**Using the information**.
#1 In the forum thread below about 36 days free of porn, why does the original poster feel depressed about not wanting to be intimate? Answer in one to three sentences.
#2 Reproduce a passage from the forum thread below about 36 days free of porn, starting at the words "It’s been 36" and stopping after "good sex life.".

**Excerpt provided**.
------------------------------
36 days free of porn

It’s been 36 days since I last watched porn and 22 since my last MO.

I’ve had a lot of ups and downs and went from feeling like my libido was returning a bit earlier this week to feeling like I’m still in a flatline. I think other stresses and emotions play a part but right now I don’t feel like being intimate in any way, be it with myself or with my partner. But I also feel depressed about that fact, because all I want is a good sex life.

I was even supposed to go visit my domme for some birthday fun which is upcoming, but I don’t feel very interested. I feel tired, uninspired, and blue overall.

i have faith that things will improve but it can be hard to see it sometimes. My overall demeanour is affecting my home life and making the already taught relationship with my wife worse. I don’t think ending our marriage is the answer but there are days where I wonder if everything would be better if I was on my own or with someone else.
 

Lyrch42

Member
Man first of congratulations on 36 days free of PMO, you should take a minute and seriously recognize that you’ve made it a month! The flatline is completely normal and having no drive to do anything at all is the shitty side effect it has. When I was in my flatline my junk was lifeless and I felt almost like a robot due to my lack of any emotion. Try not to stress about it. Wake up and attack the day, focus on your work/ study, family/ friends. The less you worry about the flatline the better. Easier said then done I know. Does your partner know what your going through right now? Have you communicated about your reboot? If not I recommend doing so. Maybe possibly consider seeing a sex/ couples therapist. My only advice is try and remember your partner when you first fell in love with them. When things were good, that bond is still there but life sometimes has a way of stressing it out. Stay strong brother. Keep your head up and know your not alone. This path won’t be but it’s worth every day to get back to your old self.
------------------------------
**Supplied material**.
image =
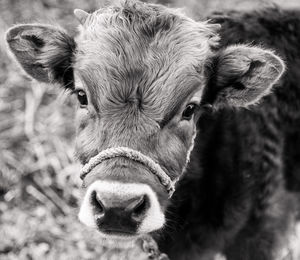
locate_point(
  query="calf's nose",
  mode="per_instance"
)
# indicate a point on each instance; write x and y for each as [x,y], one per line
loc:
[118,214]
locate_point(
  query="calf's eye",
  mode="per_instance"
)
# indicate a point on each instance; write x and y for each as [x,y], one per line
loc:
[82,98]
[189,111]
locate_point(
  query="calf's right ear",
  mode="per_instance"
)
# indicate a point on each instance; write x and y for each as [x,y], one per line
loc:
[45,52]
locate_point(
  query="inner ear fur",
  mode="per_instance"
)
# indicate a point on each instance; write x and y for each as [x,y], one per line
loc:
[241,75]
[45,52]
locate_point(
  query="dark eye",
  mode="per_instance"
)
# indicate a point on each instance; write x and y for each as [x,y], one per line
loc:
[189,111]
[82,98]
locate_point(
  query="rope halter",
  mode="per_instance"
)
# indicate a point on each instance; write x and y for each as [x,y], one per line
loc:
[136,156]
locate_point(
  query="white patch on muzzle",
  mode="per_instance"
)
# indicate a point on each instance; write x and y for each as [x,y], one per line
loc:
[154,218]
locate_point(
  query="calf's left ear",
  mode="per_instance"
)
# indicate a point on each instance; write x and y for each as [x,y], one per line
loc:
[241,75]
[45,52]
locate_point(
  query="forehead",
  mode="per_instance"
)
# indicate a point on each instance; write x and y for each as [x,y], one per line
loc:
[138,47]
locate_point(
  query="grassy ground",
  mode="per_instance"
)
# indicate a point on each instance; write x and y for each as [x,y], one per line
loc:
[39,181]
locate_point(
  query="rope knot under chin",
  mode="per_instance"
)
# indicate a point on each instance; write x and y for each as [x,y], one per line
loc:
[134,155]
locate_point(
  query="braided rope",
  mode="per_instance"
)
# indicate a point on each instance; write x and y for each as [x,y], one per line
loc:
[135,156]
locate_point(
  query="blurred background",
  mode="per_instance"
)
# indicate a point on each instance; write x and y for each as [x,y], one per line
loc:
[39,180]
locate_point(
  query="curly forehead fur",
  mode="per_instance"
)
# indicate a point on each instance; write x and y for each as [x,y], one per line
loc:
[142,53]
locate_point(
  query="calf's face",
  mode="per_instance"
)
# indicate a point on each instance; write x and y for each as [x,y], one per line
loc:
[143,74]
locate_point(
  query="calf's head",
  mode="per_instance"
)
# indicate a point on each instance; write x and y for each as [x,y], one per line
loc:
[142,74]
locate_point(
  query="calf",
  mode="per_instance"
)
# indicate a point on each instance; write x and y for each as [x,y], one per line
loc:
[177,130]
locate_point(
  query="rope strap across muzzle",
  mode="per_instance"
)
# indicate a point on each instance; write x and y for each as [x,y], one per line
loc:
[135,156]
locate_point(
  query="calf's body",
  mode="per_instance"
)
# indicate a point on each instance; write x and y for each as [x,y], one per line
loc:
[145,76]
[240,193]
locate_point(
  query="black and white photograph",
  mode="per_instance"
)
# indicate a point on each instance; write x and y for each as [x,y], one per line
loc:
[150,129]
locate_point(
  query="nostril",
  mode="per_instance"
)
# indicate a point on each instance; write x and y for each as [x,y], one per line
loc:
[97,204]
[140,208]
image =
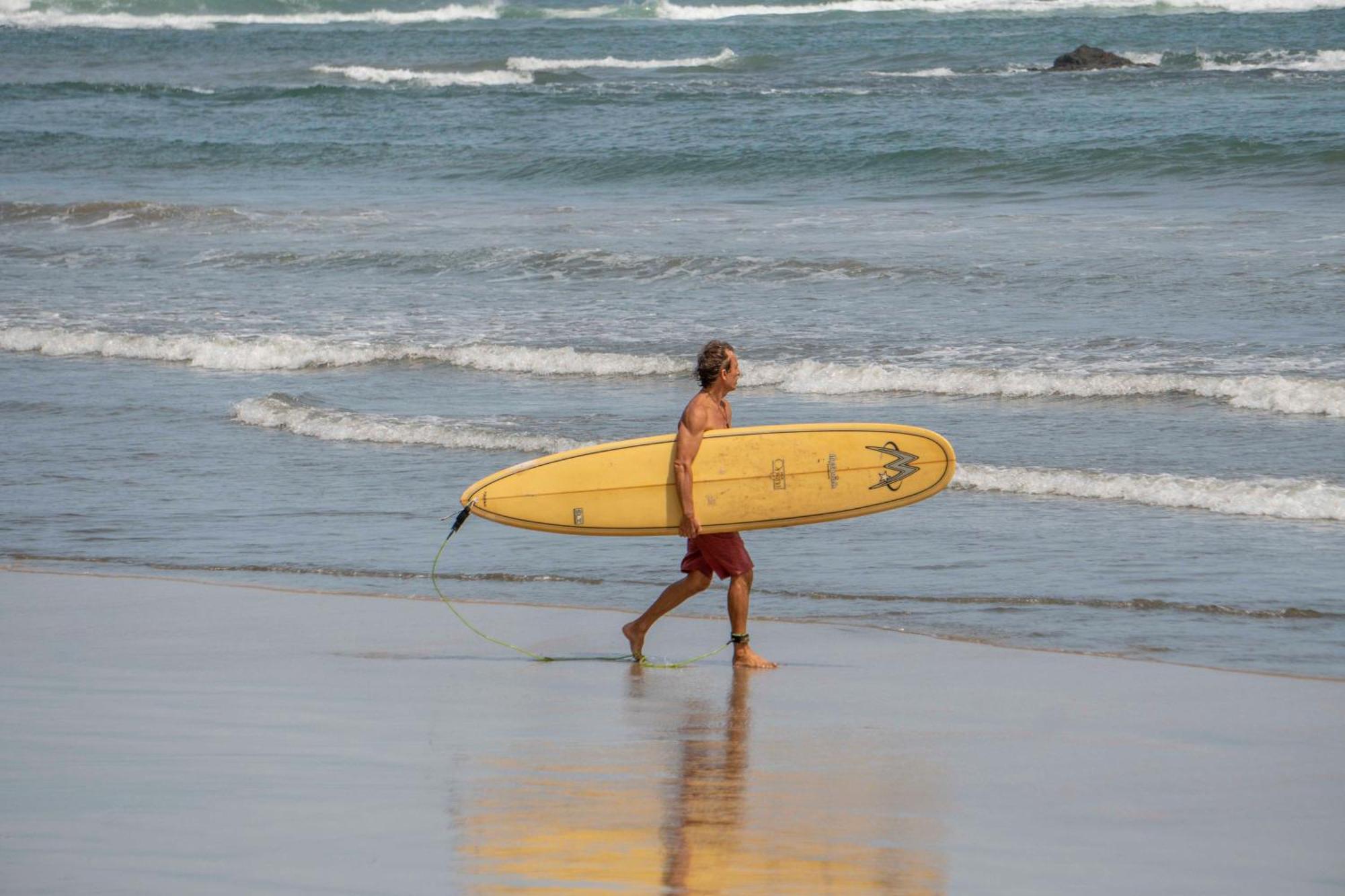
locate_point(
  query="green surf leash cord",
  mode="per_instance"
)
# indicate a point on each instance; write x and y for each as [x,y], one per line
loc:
[644,661]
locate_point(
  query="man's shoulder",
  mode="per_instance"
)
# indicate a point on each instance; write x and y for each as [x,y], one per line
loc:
[704,412]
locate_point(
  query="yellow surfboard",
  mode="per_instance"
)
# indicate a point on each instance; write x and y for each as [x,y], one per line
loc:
[747,478]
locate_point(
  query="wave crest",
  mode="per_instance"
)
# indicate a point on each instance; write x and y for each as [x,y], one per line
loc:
[1257,392]
[486,79]
[205,21]
[280,411]
[1280,498]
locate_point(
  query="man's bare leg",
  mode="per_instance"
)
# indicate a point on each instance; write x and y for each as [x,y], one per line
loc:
[740,592]
[672,596]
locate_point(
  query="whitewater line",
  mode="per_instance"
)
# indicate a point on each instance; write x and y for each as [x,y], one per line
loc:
[1254,392]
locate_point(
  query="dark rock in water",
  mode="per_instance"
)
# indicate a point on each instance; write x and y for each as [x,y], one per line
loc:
[1086,58]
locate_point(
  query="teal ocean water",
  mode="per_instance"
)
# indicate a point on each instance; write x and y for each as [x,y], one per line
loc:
[278,280]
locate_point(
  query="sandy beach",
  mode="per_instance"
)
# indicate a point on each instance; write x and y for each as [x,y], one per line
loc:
[165,736]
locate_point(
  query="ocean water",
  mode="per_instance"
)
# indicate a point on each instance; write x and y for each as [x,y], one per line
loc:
[278,280]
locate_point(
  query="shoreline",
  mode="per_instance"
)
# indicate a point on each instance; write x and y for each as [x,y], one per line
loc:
[21,569]
[163,731]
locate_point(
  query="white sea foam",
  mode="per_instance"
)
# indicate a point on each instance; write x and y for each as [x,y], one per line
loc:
[1258,392]
[1281,498]
[286,412]
[922,73]
[709,13]
[1280,60]
[533,64]
[486,79]
[1277,393]
[28,18]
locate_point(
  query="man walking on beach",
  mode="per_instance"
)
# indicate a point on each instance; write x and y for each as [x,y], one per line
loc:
[723,555]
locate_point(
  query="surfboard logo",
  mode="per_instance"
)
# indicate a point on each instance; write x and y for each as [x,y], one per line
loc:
[899,466]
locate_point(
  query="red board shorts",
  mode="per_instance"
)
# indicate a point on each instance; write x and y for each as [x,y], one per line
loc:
[720,553]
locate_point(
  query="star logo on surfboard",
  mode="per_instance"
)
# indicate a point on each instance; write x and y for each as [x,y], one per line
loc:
[899,466]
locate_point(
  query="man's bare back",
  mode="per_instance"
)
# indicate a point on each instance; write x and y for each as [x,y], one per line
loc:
[708,409]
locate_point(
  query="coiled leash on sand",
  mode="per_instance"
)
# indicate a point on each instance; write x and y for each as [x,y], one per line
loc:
[644,661]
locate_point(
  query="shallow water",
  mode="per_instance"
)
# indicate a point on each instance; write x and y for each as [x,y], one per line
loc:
[276,284]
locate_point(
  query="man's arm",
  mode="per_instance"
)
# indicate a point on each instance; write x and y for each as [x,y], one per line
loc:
[691,432]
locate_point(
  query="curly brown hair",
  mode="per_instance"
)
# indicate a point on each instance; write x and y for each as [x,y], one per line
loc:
[712,361]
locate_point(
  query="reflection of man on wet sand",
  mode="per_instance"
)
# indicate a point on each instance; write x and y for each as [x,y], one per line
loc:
[715,553]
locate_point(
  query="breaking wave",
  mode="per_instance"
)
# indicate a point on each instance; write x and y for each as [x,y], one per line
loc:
[1256,392]
[590,264]
[115,214]
[22,15]
[1264,497]
[1276,60]
[709,13]
[280,411]
[535,64]
[488,79]
[518,71]
[28,18]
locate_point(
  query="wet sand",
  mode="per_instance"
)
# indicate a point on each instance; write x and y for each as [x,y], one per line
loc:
[166,737]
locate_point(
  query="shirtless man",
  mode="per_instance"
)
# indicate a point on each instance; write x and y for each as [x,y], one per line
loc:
[719,553]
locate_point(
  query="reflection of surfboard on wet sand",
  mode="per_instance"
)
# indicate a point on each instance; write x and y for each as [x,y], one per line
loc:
[747,478]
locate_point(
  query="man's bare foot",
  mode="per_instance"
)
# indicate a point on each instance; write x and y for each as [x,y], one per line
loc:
[747,658]
[637,639]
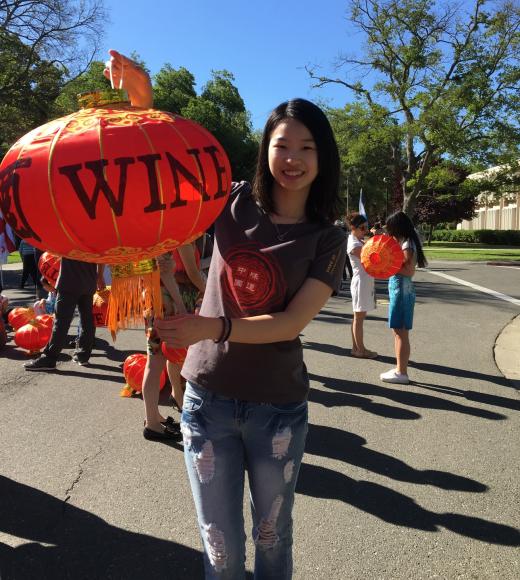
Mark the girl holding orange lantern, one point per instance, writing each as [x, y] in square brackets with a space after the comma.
[362, 286]
[277, 259]
[401, 293]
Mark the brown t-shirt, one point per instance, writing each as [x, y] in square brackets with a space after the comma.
[252, 272]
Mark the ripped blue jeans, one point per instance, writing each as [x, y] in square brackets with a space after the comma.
[223, 438]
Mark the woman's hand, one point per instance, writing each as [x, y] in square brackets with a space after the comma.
[135, 80]
[187, 329]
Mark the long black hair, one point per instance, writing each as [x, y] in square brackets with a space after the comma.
[401, 226]
[323, 203]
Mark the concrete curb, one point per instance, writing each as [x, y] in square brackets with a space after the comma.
[507, 351]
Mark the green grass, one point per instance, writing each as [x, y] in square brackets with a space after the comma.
[471, 252]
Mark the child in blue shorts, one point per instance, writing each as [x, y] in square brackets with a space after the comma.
[401, 292]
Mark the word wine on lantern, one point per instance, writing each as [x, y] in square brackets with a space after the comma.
[11, 177]
[114, 185]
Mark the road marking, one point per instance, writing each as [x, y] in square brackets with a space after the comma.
[493, 293]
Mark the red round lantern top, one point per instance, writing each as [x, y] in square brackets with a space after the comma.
[382, 256]
[114, 184]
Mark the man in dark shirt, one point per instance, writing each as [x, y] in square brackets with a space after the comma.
[76, 285]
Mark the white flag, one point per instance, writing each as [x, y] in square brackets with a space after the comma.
[361, 205]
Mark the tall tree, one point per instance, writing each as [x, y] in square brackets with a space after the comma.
[64, 32]
[369, 143]
[173, 88]
[221, 110]
[42, 45]
[26, 104]
[449, 75]
[449, 197]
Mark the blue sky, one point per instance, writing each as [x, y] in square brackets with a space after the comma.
[265, 43]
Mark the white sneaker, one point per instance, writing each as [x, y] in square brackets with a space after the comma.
[394, 377]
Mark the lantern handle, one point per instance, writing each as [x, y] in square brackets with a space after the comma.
[109, 66]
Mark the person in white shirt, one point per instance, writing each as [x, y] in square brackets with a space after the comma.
[362, 287]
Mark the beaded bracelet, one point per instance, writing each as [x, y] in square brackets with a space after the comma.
[224, 329]
[229, 328]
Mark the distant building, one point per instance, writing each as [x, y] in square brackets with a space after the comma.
[494, 213]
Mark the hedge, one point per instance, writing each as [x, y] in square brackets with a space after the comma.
[492, 237]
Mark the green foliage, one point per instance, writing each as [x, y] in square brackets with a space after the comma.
[90, 81]
[173, 89]
[367, 139]
[26, 98]
[42, 45]
[221, 110]
[492, 237]
[450, 76]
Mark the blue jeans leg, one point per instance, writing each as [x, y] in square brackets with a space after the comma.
[274, 438]
[214, 458]
[223, 437]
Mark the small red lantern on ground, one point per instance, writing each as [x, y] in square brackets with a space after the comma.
[382, 256]
[46, 319]
[32, 336]
[133, 371]
[49, 266]
[113, 183]
[3, 334]
[174, 355]
[100, 307]
[20, 316]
------------------------------
**Outputs for the tasks**.
#1 The poster feels depressed about lacking any desire for intimacy because all the poster wants is a good sex life.

#2
It’s been 36 days since I last watched porn and 22 since my last MO.

I’ve had a lot of ups and downs and went from feeling like my libido was returning a bit earlier this week to feeling like I’m still in a flatline. I think other stresses and emotions play a part but right now I don’t feel like being intimate in any way, be it with myself or with my partner. But I also feel depressed about that fact, because all I want is a good sex life.